PAGE TEXT: Begin

Since we don’t have that running, your only option is to submit it via the CLI. This is cumbersome, but doable. From that url in your Adjutant output, grab the values after ‘…/token/’. That is bob’s token. You can submit that via the CLI:
openstack admin task token submit <token> <json_data>
openstack admin task token submit e86cbfb187d34222ace90845f900893c '{"password": "123456"}'
Now if you get the user list, you will see bob is now active:
openstack project user list
And also shows up as a user if you do:
openstack user list
And since you are an admin, you can even take a look at the tasks themselves:
openstack admin task list
The topmost one should be your invite, and if you then do a show using that id you can see some details about it:
openstack admin task show <UUID>
Configuring Adjutant¶
Adjutant is designed to be highly configurable for various needs. The goal of Adjutant is to provide a variety of common tasks and actions that can be easily extended or changed based upon the needs of your OpenStack.
The default Adjutant configuration is found in conf/conf.yaml, and but will
be overriden if a file is placed at /etc/adjutant/conf.yaml
.
The first part of the configuration file contains standard Django settings.
SECRET_KEY:
ALLOWED_HOSTS:
- "*"
ADDITIONAL_APPS:
- adjutant.api.v1
- adjutant.actions.v1
DATABASES:
default:
ENGINE: django.db.backends.sqlite3
NAME: db.sqlite3
LOGGING:
EMAIL_SETTINGS:
EMAIL_BACKEND: django.core.mail.backends.console.EmailBackend
If you have any plugins, ensure that they are also added to ADDITIONAL_APPS.
The next part of the confirguration file contains a number of settings for all taskviews.
USERNAME_IS_EMAIL: True
KEYSTONE:
username:
password:
project_name:
auth_url: http://localhost:5000/v3
domain_id: default
TOKEN_SUBMISSION_URL: http://192.168.122.160:8080/token/
# time for the token to expire in hours
TOKEN_EXPIRE_TIME: 24
ROLES_MAPPING:
admin:
- project_admin
- project_mod
- _member_
project_admin:
- project_admin
- project_mod
- _member_
project_mod:
- project_mod
- heat_stack_owner
- _member_
USERNAME_IS_EMAIL impacts account creation, and email modification actions. In the case that it is true, any task passing a username and email pair, the username will be ignored. This also impacts where emails are sent to.
The keystone settings must be for a user with administrative privileges, and must use the Keystone V3 API endpoint.
If you have Horizon configured with adjutant-api TOKEN_SUBMISSION_URL should point to that.
ROLES_MAPPING defines which roles can modify other roles. In the default configuration a user who has the role project_mod will not be able to modify any of the roles for a user with the project_admin role.

PAGE TEXT: End
DATA PROVIDED: Begin

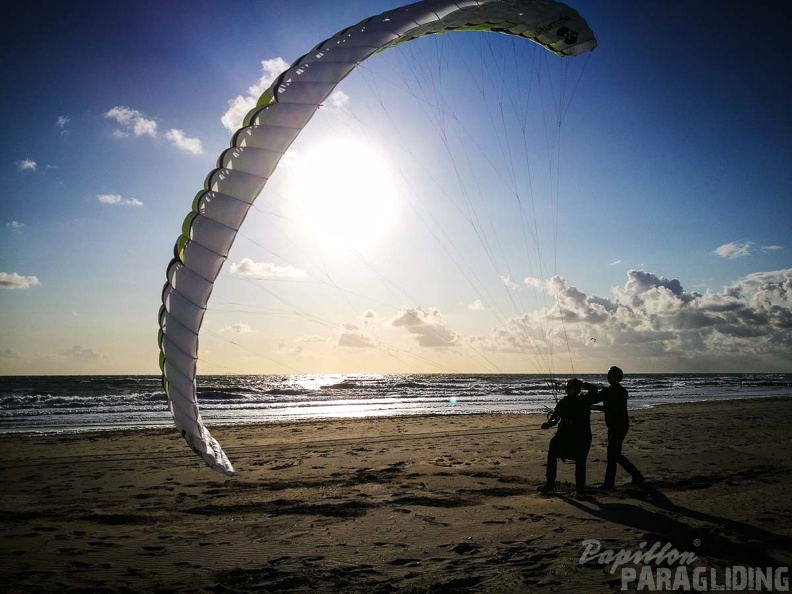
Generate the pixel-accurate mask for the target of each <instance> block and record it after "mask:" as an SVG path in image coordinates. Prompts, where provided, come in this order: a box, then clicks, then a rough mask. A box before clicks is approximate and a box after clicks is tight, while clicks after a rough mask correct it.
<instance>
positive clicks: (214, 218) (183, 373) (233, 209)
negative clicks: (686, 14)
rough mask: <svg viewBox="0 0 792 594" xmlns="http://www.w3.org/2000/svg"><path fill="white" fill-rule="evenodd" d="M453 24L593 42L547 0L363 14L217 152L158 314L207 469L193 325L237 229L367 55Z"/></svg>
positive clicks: (560, 39)
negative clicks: (273, 176) (289, 148)
mask: <svg viewBox="0 0 792 594" xmlns="http://www.w3.org/2000/svg"><path fill="white" fill-rule="evenodd" d="M450 31H484V32H496V33H503V34H507V35H515V36H518V37H524V38H526V39H529V40H531V41H533V42H535V43H538V44H540V45H542V46H544V47H545V48H547V49H548V50H549V51H552V52H554V53H555V54H557V55H559V56H574V55H578V54H580V53H583V52H586V51H590V50H593V49H594V48H595V47H596V40H595V39H594V35H593V33H592V32H591V30H590V29H589V27H588V25H586V23H585V21H583V19H582V18H581V17H580V16H579V15H578V14H577V12H575V11H574V10H573V9H571V8H569V7H568V6H566V5H564V4H561V3H558V2H552V1H550V0H489V1H488V0H459V1H457V2H449V1H447V0H426V1H424V2H417V3H415V4H410V5H408V6H404V7H402V8H398V9H395V10H391V11H388V12H385V13H382V14H380V15H377V16H374V17H371V18H369V19H366V20H364V21H361V22H360V23H358V24H357V25H354V26H352V27H349V28H348V29H344V30H343V31H340V32H339V33H337V34H336V35H334V36H333V37H331V38H329V39H327V40H326V41H324V42H322V43H320V44H319V45H317V46H316V47H315V48H314V49H313V50H311V51H310V52H308V53H307V54H306V55H305V56H303V57H302V58H300V59H298V60H297V61H296V62H294V64H292V65H291V66H290V67H289V69H288V70H286V71H285V72H284V73H283V74H281V75H280V76H279V77H278V78H277V79H276V80H275V82H274V83H273V84H272V86H271V87H270V88H269V89H268V90H267V91H266V92H265V93H264V94H263V95H262V96H261V98H260V99H259V101H258V104H257V106H256V108H254V109H253V110H251V112H250V113H249V114H248V115H247V116H246V118H245V122H244V126H243V128H241V129H240V130H239V131H237V132H236V134H235V135H234V137H233V140H232V143H231V147H230V148H229V149H227V150H226V151H224V152H223V153H222V154H221V155H220V157H219V158H218V162H217V168H216V169H214V170H213V171H211V172H210V173H209V175H208V176H207V178H206V181H205V182H204V189H203V190H201V191H200V192H199V193H198V194H197V195H196V197H195V200H194V201H193V207H192V210H191V211H190V213H189V214H188V215H187V217H186V219H185V220H184V225H183V228H182V235H181V236H180V237H179V239H178V240H177V242H176V246H175V250H174V252H175V253H174V258H173V260H172V261H171V263H170V265H169V266H168V270H167V279H168V280H167V283H166V284H165V287H164V289H163V292H162V307H161V308H160V313H159V325H160V333H159V345H160V368H161V369H162V377H163V386H164V388H165V393H166V394H167V397H168V405H169V407H170V410H171V413H172V414H173V419H174V421H175V423H176V426H177V427H178V429H179V430H180V431H181V433H182V435H183V436H184V438H185V439H186V440H187V443H188V444H189V445H190V447H191V448H192V449H193V451H195V453H197V454H198V455H199V456H200V457H201V458H202V459H203V460H204V461H205V462H206V463H207V464H208V465H209V466H210V467H211V468H214V469H215V470H218V471H220V472H223V473H225V474H226V475H229V476H231V475H233V474H234V469H233V466H232V464H231V462H230V460H229V459H228V457H227V456H226V454H225V452H223V449H222V448H221V447H220V444H219V443H218V442H217V440H215V439H214V438H213V437H212V436H211V434H210V433H209V431H208V430H207V428H206V426H205V425H204V423H203V421H202V419H201V414H200V412H199V410H198V401H197V387H196V377H195V376H196V364H197V360H198V332H199V329H200V327H201V322H202V320H203V316H204V313H205V311H206V305H207V302H208V300H209V296H210V295H211V292H212V287H213V284H214V281H215V279H216V278H217V275H218V274H219V272H220V269H221V267H222V265H223V263H224V262H225V260H226V258H227V256H228V253H229V250H230V249H231V245H232V244H233V242H234V238H235V236H236V234H237V230H238V229H239V227H240V226H241V225H242V222H243V221H244V219H245V216H246V215H247V211H248V209H249V208H250V205H251V204H252V203H253V201H254V200H255V199H256V197H257V196H258V195H259V193H260V192H261V190H262V189H263V188H264V186H265V184H266V183H267V180H268V178H269V177H270V175H271V174H272V172H273V171H274V170H275V168H276V167H277V165H278V162H279V161H280V159H281V157H283V154H284V153H285V152H286V150H287V149H288V147H289V146H290V145H291V143H292V142H293V141H294V139H295V138H296V137H297V135H298V134H299V133H300V131H301V130H302V128H303V127H304V126H305V125H306V124H307V123H308V121H309V120H310V119H311V117H312V116H313V114H314V113H315V112H316V110H317V109H318V107H319V106H320V105H321V103H322V102H323V101H324V100H325V99H326V98H327V97H328V96H329V95H330V93H331V92H332V91H333V90H334V89H335V87H336V85H337V84H338V83H339V82H340V81H341V80H343V79H344V77H346V76H347V75H348V74H349V73H350V72H351V71H352V69H353V68H355V67H356V66H357V65H358V64H359V63H360V62H362V61H363V60H365V59H366V58H368V57H369V56H371V55H373V54H376V53H378V52H381V51H384V50H386V49H388V48H390V47H394V46H396V45H399V44H402V43H406V42H408V41H410V40H412V39H416V38H418V37H422V36H425V35H430V34H437V33H446V32H450Z"/></svg>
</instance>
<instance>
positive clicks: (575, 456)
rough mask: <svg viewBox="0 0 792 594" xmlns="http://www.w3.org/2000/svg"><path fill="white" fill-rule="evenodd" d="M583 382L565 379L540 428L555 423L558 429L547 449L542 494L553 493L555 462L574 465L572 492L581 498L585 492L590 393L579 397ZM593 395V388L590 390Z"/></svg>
mask: <svg viewBox="0 0 792 594" xmlns="http://www.w3.org/2000/svg"><path fill="white" fill-rule="evenodd" d="M582 388H583V382H582V381H580V380H579V379H577V378H572V379H569V380H567V384H566V396H564V397H563V398H562V399H561V400H560V401H559V402H558V404H557V405H556V407H555V409H554V410H553V412H552V413H550V414H549V416H548V418H547V422H545V423H542V429H549V428H550V427H552V426H554V425H555V424H558V430H557V431H556V434H555V435H554V436H553V438H552V439H551V440H550V445H549V447H548V449H547V467H546V474H547V482H546V483H545V484H544V485H543V486H542V487H540V488H539V491H540V492H542V493H550V492H552V491H554V490H555V480H556V473H557V471H558V459H559V458H561V459H562V460H573V461H574V462H575V491H576V493H577V495H581V496H584V495H585V489H586V460H587V458H588V453H589V449H590V448H591V400H590V398H589V396H590V395H591V394H586V395H583V394H581V390H582ZM593 393H594V394H596V388H594V389H593Z"/></svg>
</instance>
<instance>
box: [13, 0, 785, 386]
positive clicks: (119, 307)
mask: <svg viewBox="0 0 792 594" xmlns="http://www.w3.org/2000/svg"><path fill="white" fill-rule="evenodd" d="M399 5H400V3H399V2H391V1H385V0H382V1H371V0H368V1H366V2H362V1H361V2H354V1H349V2H347V1H345V2H333V3H329V2H323V1H318V0H317V1H297V0H289V1H283V2H280V1H269V2H242V1H230V2H225V3H213V2H167V1H166V2H158V3H154V2H126V1H121V2H113V3H105V2H80V3H62V2H44V3H35V4H34V3H29V4H28V5H22V6H19V7H17V8H15V10H14V11H13V13H12V14H9V15H7V17H6V19H5V20H4V23H3V25H2V27H3V29H4V31H3V40H4V41H3V43H4V49H5V55H7V56H10V57H11V60H12V62H10V65H9V66H8V67H7V68H5V69H4V70H3V73H2V77H3V88H4V89H5V92H4V93H3V94H2V95H1V96H0V102H1V104H2V110H0V113H1V114H2V115H0V117H2V118H3V122H2V124H3V130H4V135H3V139H4V141H3V144H2V147H1V148H0V177H1V178H2V201H0V204H1V206H0V215H2V216H0V225H2V226H0V238H1V239H0V246H1V247H0V373H3V374H37V373H157V372H158V367H157V356H158V348H157V344H156V336H157V324H156V316H157V311H158V309H159V305H160V303H159V299H160V292H161V289H162V285H163V283H164V281H165V268H166V266H167V264H168V262H169V260H170V258H171V255H172V248H173V243H174V242H175V240H176V238H177V237H178V234H179V231H180V226H181V222H182V220H183V218H184V216H185V215H186V214H187V212H188V211H189V209H190V204H191V201H192V198H193V197H194V195H195V194H196V192H197V191H198V190H200V189H201V186H202V183H203V180H204V178H205V176H206V174H207V173H209V171H210V170H211V169H212V168H213V167H214V166H215V161H216V158H217V155H218V154H219V153H220V152H221V151H222V150H224V149H225V148H226V147H227V146H228V142H229V138H230V135H231V130H230V129H229V128H228V127H227V126H226V125H224V122H223V120H224V118H225V121H226V122H230V121H234V118H235V117H236V116H235V114H234V110H233V109H232V107H233V106H234V105H235V104H241V105H245V104H246V102H249V101H250V100H251V99H250V98H251V97H252V95H254V94H255V92H258V91H260V90H261V89H262V88H264V86H263V84H262V82H261V81H262V79H265V80H266V79H268V77H270V78H271V76H272V74H273V73H274V72H275V71H276V70H277V69H278V65H279V64H284V63H290V62H292V61H293V60H295V59H296V58H298V57H299V56H301V55H302V54H304V53H306V52H307V51H308V50H310V49H311V47H313V46H314V45H315V44H317V43H318V42H319V41H322V40H323V39H325V38H327V37H329V36H330V35H332V34H334V33H335V32H336V31H338V30H340V29H342V28H344V27H346V26H349V25H352V24H354V23H356V22H358V21H360V20H362V19H363V18H365V17H367V16H371V15H373V14H376V13H378V12H381V11H383V10H387V9H390V8H395V7H397V6H399ZM570 5H571V6H573V7H574V8H576V9H577V10H578V11H579V12H580V13H581V15H582V16H583V17H584V18H585V19H586V20H587V21H588V23H589V25H590V27H591V28H592V29H593V30H594V32H595V34H596V36H597V39H598V44H599V46H598V48H597V49H596V50H595V51H594V52H593V53H592V54H591V55H590V56H589V57H587V56H583V57H578V58H574V59H571V60H566V61H565V63H566V62H568V64H567V65H566V66H563V65H561V62H562V61H561V60H560V59H557V58H556V57H554V56H552V55H550V54H546V55H545V54H542V56H539V57H537V52H536V51H535V50H534V48H533V47H530V48H525V47H522V46H523V45H530V46H532V45H533V44H530V43H527V42H526V43H524V44H520V43H517V44H512V41H511V40H509V41H508V43H505V44H503V45H501V44H500V42H497V43H496V42H494V41H491V40H489V39H488V40H487V41H486V42H485V41H482V38H483V37H487V38H489V37H496V36H493V35H489V36H487V35H484V34H473V33H454V34H449V35H444V36H439V37H437V38H435V39H431V40H419V41H417V42H413V43H411V44H408V46H409V47H406V48H405V49H403V50H393V51H392V52H386V53H385V54H383V55H382V56H377V57H375V58H372V59H371V60H369V61H367V62H365V63H364V64H363V65H361V66H360V67H359V68H358V69H357V70H356V72H354V73H353V74H352V75H351V76H350V77H349V78H348V79H347V80H345V81H343V82H342V84H341V85H340V86H339V88H338V89H339V91H341V93H339V94H337V95H334V96H333V98H332V101H329V102H328V103H327V105H325V106H323V108H322V109H320V111H319V114H318V115H317V116H316V117H315V118H314V120H313V121H312V122H311V123H310V124H309V125H308V127H307V128H306V130H305V131H304V132H303V134H302V135H301V137H300V138H299V139H298V141H297V142H296V143H295V145H294V146H293V150H292V151H291V152H290V153H289V154H288V155H287V157H286V158H285V159H284V161H283V162H282V163H281V166H280V167H279V170H278V172H277V173H276V175H275V176H273V178H272V180H271V181H270V184H268V186H267V188H266V189H265V192H264V193H263V194H262V196H261V197H260V198H259V200H258V201H257V205H256V208H255V209H254V211H252V213H251V215H250V216H249V218H248V220H247V221H246V222H245V225H243V228H242V230H241V233H240V236H239V238H238V239H237V242H236V243H235V246H234V249H233V251H232V253H231V254H230V256H229V262H227V264H226V266H225V268H224V270H223V272H222V273H221V276H220V278H219V279H218V281H217V285H216V287H215V291H214V294H213V296H212V299H211V300H210V303H209V311H208V313H207V317H206V320H205V322H204V327H203V331H202V334H201V367H200V372H201V373H269V372H274V373H275V372H282V373H293V372H326V373H329V372H333V371H338V372H378V371H380V372H381V371H490V372H519V371H525V372H538V373H546V372H549V371H554V372H563V373H567V372H570V371H575V372H588V371H593V372H596V371H600V370H601V369H604V368H607V366H608V365H611V364H620V365H621V366H622V367H624V368H625V369H627V370H630V371H635V372H651V371H713V372H714V371H790V368H789V361H790V360H792V358H790V355H792V347H790V345H791V344H792V331H791V330H790V328H792V257H791V256H790V249H791V248H790V245H789V237H790V234H791V233H790V232H792V200H790V198H792V196H791V194H792V175H790V170H789V164H790V163H792V142H791V141H790V137H792V115H790V110H789V107H788V103H789V100H788V97H789V90H790V89H789V86H790V84H789V82H788V81H789V80H790V64H792V56H791V55H790V53H792V50H790V49H789V44H788V43H787V42H786V28H787V23H788V22H789V20H790V17H792V9H790V8H789V7H788V5H787V3H786V2H780V1H779V2H759V3H753V4H749V3H742V2H739V3H738V2H715V1H711V2H696V3H689V2H682V1H673V2H663V3H660V2H652V3H634V2H627V1H614V2H607V3H606V2H593V1H585V0H581V1H576V2H571V3H570ZM518 46H519V50H514V49H513V48H515V47H518ZM512 51H519V52H520V53H519V56H518V58H517V66H518V68H516V69H515V68H514V64H511V66H510V68H512V70H509V69H507V68H504V69H503V74H501V77H502V78H501V79H498V80H495V79H493V78H492V77H493V76H497V74H498V65H499V64H502V63H503V64H505V63H506V62H511V61H512V60H513V55H512V54H511V53H510V52H512ZM389 54H392V55H389ZM480 54H484V55H487V54H490V57H489V62H488V65H482V64H483V62H480V61H479V55H480ZM515 55H516V54H515ZM284 61H285V62H284ZM11 64H12V65H11ZM562 69H565V70H562ZM517 71H519V72H518V73H516V74H513V72H517ZM561 72H566V76H567V77H568V80H567V82H566V83H563V82H561V81H559V80H556V79H557V78H558V75H559V73H561ZM493 80H495V82H492V81H493ZM578 80H579V82H578ZM482 81H490V84H491V86H487V83H484V85H483V86H482ZM252 87H253V88H254V91H253V92H251V88H252ZM529 87H530V88H531V89H532V91H531V92H532V93H534V95H533V96H532V98H531V100H530V101H528V100H527V99H526V97H525V96H523V95H524V94H526V93H527V89H528V88H529ZM482 89H484V92H483V93H482V92H481V91H482ZM562 91H564V92H566V93H567V95H566V97H567V99H568V98H569V96H570V95H571V96H572V99H571V102H568V103H567V102H566V100H565V102H564V103H563V105H565V106H567V105H568V110H567V111H566V112H565V114H566V115H565V117H564V119H563V124H562V127H561V130H562V141H561V143H560V150H557V149H558V147H559V144H558V143H557V142H556V141H555V140H553V139H552V134H553V130H554V126H555V124H556V122H555V121H554V120H553V116H552V113H553V112H552V103H553V102H554V101H555V102H556V104H557V102H558V97H559V95H558V93H560V92H562ZM479 95H481V97H479ZM499 97H502V98H503V99H504V105H507V106H509V105H512V104H513V103H514V102H515V101H516V102H520V101H523V100H525V104H526V105H527V106H528V111H529V112H530V113H529V116H528V120H527V121H528V124H527V125H528V134H527V139H528V142H527V145H528V154H527V156H525V155H523V152H522V150H521V149H520V148H519V147H518V146H517V145H516V144H511V140H509V141H508V143H509V144H508V147H507V148H506V150H504V143H506V142H507V138H510V136H509V135H510V134H511V133H512V132H513V131H514V129H515V128H514V127H511V128H509V132H499V130H498V127H497V126H496V125H493V121H498V118H499V117H500V116H499V113H498V109H497V98H499ZM479 100H481V102H482V103H481V104H479ZM441 104H442V106H443V111H442V114H444V117H443V119H442V122H443V123H442V125H441V126H440V127H439V128H438V126H437V125H436V122H437V121H438V120H437V119H435V118H437V116H438V114H439V113H441V112H440V111H438V109H437V106H438V105H441ZM431 105H434V107H427V106H431ZM480 105H481V107H480ZM486 110H489V112H488V113H485V111H486ZM507 111H508V109H507ZM493 113H496V116H495V120H493V119H490V118H492V117H493V115H492V114H493ZM513 121H514V120H510V122H511V123H509V124H503V125H504V126H515V125H516V124H514V123H513ZM432 122H435V124H433V123H432ZM498 125H500V122H498ZM548 126H549V128H548ZM548 129H549V130H550V131H551V132H550V136H548V135H547V134H548V133H547V130H548ZM443 134H445V135H446V138H447V139H448V141H449V142H448V145H447V146H446V145H444V144H443V142H442V138H443ZM548 139H549V140H548ZM361 147H362V148H361ZM320 151H322V152H320ZM328 155H333V157H330V156H328ZM336 155H340V157H339V158H335V156H336ZM509 163H513V164H514V166H515V170H516V171H517V172H518V173H517V174H515V178H514V179H515V181H514V183H513V184H512V185H510V184H508V183H507V184H503V183H502V182H501V181H500V179H501V178H502V177H508V175H509V174H508V172H509ZM544 163H551V164H552V167H553V173H552V174H549V173H548V171H547V170H548V167H547V166H545V165H544ZM529 168H531V171H532V175H531V179H530V183H529V180H528V178H527V176H526V175H525V173H526V171H527V170H528V169H529ZM334 172H337V173H339V175H340V178H341V179H339V180H336V181H337V183H340V184H341V185H343V186H345V187H346V188H347V190H346V191H341V192H337V191H335V190H333V189H332V188H331V183H335V182H334V181H333V180H331V179H330V178H332V177H333V176H334ZM372 173H373V175H372ZM317 180H319V181H318V182H317ZM354 180H357V182H359V183H360V185H362V186H364V187H363V188H361V189H359V190H354V191H353V190H352V189H350V188H352V187H353V186H354V184H353V181H354ZM308 182H311V183H313V185H311V183H308ZM357 182H355V183H357ZM355 187H356V186H355ZM366 188H368V191H367V190H366ZM323 192H326V195H325V196H323V197H320V198H321V199H320V200H319V201H318V202H317V201H315V198H316V195H317V194H322V193H323ZM514 194H518V195H519V199H520V204H521V208H522V210H519V211H518V210H515V204H517V202H516V201H515V198H514ZM353 195H358V196H363V197H364V198H365V200H364V201H363V202H358V203H355V202H354V201H351V202H350V203H349V204H345V203H344V202H346V201H347V199H348V198H350V197H354V196H353ZM312 197H313V198H312ZM328 197H329V198H330V199H331V200H328ZM369 197H371V200H370V201H369V200H368V198H369ZM328 202H331V203H332V204H334V205H337V207H336V208H331V209H329V210H322V209H323V208H324V206H325V205H326V204H327V203H328ZM369 202H372V203H373V204H376V205H377V208H378V209H380V210H374V211H372V212H368V211H367V205H368V203H369ZM468 208H469V209H470V212H472V213H473V214H470V213H468V212H467V211H466V209H468ZM518 212H519V213H520V214H519V215H518V214H517V213H518ZM311 213H314V216H313V217H312V216H311ZM316 213H319V215H318V216H316ZM336 217H337V218H336ZM534 236H535V239H534ZM526 237H527V238H528V239H527V240H526ZM540 262H541V263H542V264H541V265H540V264H539V263H540Z"/></svg>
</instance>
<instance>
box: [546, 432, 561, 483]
mask: <svg viewBox="0 0 792 594" xmlns="http://www.w3.org/2000/svg"><path fill="white" fill-rule="evenodd" d="M557 450H558V441H557V440H556V438H555V437H553V439H551V440H550V446H549V447H548V448H547V466H546V468H545V475H546V477H547V481H546V482H545V486H544V487H543V490H547V491H552V490H553V489H554V488H555V478H556V474H557V472H558V453H557Z"/></svg>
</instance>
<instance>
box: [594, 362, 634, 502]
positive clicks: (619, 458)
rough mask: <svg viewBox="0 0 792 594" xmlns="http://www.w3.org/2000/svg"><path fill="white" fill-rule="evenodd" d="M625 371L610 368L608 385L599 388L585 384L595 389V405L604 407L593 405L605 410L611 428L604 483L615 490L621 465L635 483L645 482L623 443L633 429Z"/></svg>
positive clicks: (608, 441) (612, 367)
mask: <svg viewBox="0 0 792 594" xmlns="http://www.w3.org/2000/svg"><path fill="white" fill-rule="evenodd" d="M623 378H624V372H623V371H622V370H621V369H619V368H618V367H615V366H614V367H611V368H610V369H609V370H608V383H609V384H610V385H609V386H608V387H607V388H602V389H601V390H599V391H597V388H596V387H595V386H591V385H590V384H584V386H586V387H589V388H594V391H595V394H596V395H593V399H592V404H597V403H599V402H602V405H601V406H594V407H593V408H595V409H598V410H602V411H604V412H605V425H607V427H608V465H607V467H606V468H605V480H604V481H603V483H602V487H601V488H603V489H613V488H615V486H616V469H617V466H621V467H622V468H624V470H626V471H627V472H628V473H629V474H630V476H631V477H632V482H633V484H635V485H641V484H643V483H644V482H645V480H646V479H644V476H643V475H642V474H641V473H640V471H639V470H638V469H637V468H636V467H635V465H634V464H633V463H632V462H630V461H629V460H628V459H627V457H626V456H625V455H624V454H623V453H622V444H623V443H624V438H625V437H627V432H628V431H629V430H630V417H629V415H628V414H627V398H628V397H629V396H628V394H627V390H625V389H624V387H623V386H622V385H621V381H622V379H623Z"/></svg>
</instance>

DATA PROVIDED: End

Return the part of the Adjutant text starting with "If you have Horizon" and going on through "the project_admin role.", copied word for word. The listing was taken from a different source than the Adjutant text.

If you have Horizon configured with adjutant-api TOKEN_SUBMISSION_URL should point to that.
ROLES_MAPPING defines which roles can modify other roles. In the default configuration a user who has the role project_mod will not be able to modify any of the roles for a user with the project_admin role.